• **THE PROBLEM**
Print the listing below line for line, with no changes, but leave out the picture.

• **DATA SUPPLIED**
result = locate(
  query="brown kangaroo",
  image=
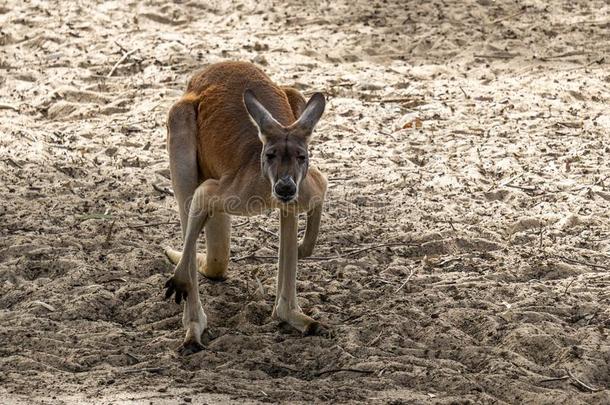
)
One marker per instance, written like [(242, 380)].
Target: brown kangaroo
[(237, 145)]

• **WRITTEN ANSWER**
result = locate(
  query="brown kangaroo",
  image=
)
One marker per instance, written like [(242, 380)].
Target: brown kangaroo
[(237, 145)]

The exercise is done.